Records shown Block Start

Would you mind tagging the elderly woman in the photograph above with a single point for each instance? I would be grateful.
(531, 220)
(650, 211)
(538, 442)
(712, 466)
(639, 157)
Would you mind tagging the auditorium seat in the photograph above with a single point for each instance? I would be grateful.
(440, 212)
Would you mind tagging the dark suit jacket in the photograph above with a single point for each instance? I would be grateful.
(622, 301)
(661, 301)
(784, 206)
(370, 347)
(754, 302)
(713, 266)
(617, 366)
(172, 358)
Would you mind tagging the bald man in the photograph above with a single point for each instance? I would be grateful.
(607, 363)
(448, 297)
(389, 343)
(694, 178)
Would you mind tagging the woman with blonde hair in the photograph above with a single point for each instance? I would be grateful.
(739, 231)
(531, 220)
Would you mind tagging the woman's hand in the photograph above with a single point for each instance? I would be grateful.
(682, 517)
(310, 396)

Records shown Block End

_Instructions to follow:_
In your answer, reproduce every entry exactly as it was written.

_Written solution:_
Would you mind tagging the elderly woman in the photograph above with a single point for each instance? I would be grateful.
(531, 220)
(650, 211)
(538, 442)
(712, 466)
(639, 157)
Would you mind tagging the auditorium seat in the photograph above with a single point for each instance? I would be grateful.
(440, 212)
Would you mind tagging the dark suit jacket in the photograph above with a single point for each instance? I would be grateful.
(622, 301)
(661, 301)
(784, 206)
(370, 347)
(754, 302)
(713, 266)
(617, 366)
(172, 358)
Would you mind tagging the bald man in the photograph above with a single point for each instance? I would be grateful.
(607, 363)
(448, 297)
(389, 343)
(694, 178)
Would you mind tagging the woman with blonde hair in the photograph above with a single point for each instance? I would be grateful.
(739, 231)
(531, 220)
Would you mind tagging the woman's hand in the photograph above with a single point for each instance? I would be grateful.
(682, 517)
(310, 396)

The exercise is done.